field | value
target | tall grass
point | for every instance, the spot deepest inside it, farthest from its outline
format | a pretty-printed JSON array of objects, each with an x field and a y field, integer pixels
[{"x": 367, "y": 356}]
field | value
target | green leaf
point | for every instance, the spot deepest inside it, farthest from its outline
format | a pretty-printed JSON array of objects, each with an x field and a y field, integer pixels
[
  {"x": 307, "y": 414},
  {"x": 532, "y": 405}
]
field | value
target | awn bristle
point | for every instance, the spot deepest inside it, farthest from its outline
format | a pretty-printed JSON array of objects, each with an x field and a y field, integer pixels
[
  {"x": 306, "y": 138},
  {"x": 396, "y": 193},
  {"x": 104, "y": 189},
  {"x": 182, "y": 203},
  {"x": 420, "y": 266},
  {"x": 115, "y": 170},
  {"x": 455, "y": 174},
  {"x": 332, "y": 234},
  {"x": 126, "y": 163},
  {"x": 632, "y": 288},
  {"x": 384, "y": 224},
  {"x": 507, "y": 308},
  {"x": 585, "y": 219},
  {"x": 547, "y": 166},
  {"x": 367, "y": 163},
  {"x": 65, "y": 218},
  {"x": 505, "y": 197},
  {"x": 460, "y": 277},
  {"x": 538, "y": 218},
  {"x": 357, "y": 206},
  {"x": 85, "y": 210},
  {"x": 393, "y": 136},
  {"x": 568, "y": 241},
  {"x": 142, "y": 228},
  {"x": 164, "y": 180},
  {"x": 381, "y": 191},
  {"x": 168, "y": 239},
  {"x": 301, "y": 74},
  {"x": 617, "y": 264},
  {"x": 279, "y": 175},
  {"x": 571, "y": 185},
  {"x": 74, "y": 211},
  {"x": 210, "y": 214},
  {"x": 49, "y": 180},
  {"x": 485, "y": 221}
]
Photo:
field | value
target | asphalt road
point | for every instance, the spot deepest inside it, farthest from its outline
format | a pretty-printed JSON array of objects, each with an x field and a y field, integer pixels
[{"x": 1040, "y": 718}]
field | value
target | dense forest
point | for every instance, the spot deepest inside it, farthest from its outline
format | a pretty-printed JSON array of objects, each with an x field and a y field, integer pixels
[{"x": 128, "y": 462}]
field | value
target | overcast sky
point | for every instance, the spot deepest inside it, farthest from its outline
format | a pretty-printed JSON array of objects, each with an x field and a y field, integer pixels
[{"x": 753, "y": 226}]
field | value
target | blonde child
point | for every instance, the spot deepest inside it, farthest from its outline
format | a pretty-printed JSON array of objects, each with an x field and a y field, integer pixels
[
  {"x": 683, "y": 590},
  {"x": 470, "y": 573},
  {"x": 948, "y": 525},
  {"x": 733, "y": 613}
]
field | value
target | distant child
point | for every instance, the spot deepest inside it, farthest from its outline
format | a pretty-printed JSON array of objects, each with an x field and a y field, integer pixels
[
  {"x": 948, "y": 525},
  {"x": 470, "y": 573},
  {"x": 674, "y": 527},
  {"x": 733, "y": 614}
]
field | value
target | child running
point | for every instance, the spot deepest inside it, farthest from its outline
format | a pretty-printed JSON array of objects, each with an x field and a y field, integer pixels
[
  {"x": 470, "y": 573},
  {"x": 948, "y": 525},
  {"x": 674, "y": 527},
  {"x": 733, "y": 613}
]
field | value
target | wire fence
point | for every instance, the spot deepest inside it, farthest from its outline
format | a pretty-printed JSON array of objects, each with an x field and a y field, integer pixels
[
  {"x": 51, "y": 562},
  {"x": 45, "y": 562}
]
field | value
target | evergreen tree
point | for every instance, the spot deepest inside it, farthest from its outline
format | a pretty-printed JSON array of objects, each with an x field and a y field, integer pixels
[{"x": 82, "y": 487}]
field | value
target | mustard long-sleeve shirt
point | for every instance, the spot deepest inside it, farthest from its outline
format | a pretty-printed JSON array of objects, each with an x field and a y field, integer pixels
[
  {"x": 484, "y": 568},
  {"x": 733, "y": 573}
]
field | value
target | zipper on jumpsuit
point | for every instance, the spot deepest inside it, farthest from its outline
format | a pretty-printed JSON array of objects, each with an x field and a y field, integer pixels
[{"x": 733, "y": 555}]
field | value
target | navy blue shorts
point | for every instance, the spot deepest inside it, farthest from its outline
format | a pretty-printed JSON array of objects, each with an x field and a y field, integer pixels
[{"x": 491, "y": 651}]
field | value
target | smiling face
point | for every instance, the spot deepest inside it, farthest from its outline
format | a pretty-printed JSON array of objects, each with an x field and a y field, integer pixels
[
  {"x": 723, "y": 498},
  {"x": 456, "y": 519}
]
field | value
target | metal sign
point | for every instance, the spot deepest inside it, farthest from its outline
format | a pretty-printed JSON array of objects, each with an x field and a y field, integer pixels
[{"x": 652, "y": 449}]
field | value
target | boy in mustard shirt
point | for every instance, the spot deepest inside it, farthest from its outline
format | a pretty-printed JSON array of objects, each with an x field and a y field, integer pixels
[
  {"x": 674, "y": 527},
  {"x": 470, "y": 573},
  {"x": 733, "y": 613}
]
************
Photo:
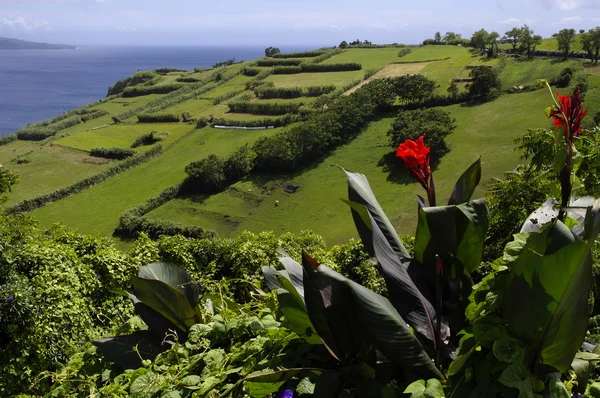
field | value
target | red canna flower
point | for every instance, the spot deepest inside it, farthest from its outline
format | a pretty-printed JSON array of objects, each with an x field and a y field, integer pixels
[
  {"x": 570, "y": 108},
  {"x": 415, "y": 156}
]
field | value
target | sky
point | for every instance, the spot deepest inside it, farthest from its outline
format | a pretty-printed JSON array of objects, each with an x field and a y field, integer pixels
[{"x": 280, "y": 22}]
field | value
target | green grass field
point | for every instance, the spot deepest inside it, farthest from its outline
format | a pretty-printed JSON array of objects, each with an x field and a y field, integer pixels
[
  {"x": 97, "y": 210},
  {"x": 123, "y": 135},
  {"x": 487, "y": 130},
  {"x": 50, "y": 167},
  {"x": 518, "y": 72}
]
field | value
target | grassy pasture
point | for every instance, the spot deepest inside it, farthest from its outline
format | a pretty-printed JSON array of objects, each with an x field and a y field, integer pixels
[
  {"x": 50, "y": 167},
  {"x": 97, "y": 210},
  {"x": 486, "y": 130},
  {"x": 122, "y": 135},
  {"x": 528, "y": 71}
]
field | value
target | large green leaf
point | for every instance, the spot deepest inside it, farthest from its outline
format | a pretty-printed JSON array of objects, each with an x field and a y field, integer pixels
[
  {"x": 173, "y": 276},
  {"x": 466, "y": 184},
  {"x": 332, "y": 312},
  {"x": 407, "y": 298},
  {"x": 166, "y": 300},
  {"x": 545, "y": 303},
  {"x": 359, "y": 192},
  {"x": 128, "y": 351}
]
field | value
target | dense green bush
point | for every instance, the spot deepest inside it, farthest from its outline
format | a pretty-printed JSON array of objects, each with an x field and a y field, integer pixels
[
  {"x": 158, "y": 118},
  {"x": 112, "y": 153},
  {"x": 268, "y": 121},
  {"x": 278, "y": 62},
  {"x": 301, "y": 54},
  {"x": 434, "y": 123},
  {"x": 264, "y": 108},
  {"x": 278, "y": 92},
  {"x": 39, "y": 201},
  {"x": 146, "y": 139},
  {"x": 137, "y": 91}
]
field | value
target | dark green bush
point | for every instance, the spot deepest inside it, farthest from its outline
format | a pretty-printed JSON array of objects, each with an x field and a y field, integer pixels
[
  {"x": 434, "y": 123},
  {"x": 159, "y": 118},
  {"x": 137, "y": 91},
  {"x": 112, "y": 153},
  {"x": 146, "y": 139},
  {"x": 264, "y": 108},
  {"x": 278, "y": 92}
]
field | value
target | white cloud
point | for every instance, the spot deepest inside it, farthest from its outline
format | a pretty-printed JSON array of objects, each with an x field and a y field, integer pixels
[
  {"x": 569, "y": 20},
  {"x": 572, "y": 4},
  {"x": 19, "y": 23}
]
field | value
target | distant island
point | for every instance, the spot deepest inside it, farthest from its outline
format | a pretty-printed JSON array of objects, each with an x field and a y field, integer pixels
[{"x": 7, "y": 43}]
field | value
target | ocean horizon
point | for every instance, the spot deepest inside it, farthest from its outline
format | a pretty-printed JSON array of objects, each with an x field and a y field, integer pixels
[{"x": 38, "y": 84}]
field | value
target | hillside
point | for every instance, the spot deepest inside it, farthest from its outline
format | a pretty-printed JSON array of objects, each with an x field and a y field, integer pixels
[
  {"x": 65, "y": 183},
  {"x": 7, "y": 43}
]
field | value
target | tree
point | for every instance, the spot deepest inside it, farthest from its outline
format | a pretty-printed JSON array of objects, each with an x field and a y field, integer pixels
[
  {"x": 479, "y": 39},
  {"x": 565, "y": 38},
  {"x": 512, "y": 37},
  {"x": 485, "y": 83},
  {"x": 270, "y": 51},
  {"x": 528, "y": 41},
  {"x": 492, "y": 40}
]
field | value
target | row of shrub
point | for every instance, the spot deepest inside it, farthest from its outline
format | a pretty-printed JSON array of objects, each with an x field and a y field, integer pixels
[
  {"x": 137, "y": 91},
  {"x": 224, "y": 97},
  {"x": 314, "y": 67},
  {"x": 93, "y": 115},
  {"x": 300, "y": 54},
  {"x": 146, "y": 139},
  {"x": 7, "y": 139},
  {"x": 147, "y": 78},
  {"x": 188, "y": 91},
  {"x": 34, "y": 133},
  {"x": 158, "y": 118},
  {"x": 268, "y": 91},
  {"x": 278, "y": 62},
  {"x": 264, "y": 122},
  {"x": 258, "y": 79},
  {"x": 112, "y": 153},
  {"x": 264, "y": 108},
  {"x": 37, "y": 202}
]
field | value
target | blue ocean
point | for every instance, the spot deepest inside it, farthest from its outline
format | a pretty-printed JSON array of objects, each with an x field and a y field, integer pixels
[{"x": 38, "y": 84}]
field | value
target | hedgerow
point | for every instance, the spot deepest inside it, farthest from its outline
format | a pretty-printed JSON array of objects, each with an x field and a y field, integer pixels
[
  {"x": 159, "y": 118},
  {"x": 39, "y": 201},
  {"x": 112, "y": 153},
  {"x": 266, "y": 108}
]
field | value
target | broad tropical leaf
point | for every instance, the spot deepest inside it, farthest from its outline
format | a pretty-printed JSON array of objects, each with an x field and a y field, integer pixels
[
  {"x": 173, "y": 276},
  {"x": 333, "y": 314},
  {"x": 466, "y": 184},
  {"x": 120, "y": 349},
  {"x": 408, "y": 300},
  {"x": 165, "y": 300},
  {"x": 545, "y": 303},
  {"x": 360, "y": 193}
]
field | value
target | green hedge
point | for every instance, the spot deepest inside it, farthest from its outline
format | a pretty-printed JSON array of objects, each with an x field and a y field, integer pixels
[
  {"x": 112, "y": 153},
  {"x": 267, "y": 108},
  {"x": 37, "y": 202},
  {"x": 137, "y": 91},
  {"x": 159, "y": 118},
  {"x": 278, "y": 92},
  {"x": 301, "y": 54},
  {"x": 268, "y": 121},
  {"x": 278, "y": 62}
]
************
**Problem requirements:**
Return every line above that contains the word "distant". Case counts, so match only that exact capitalization.

**Exercise answer:**
target | distant child
target | distant island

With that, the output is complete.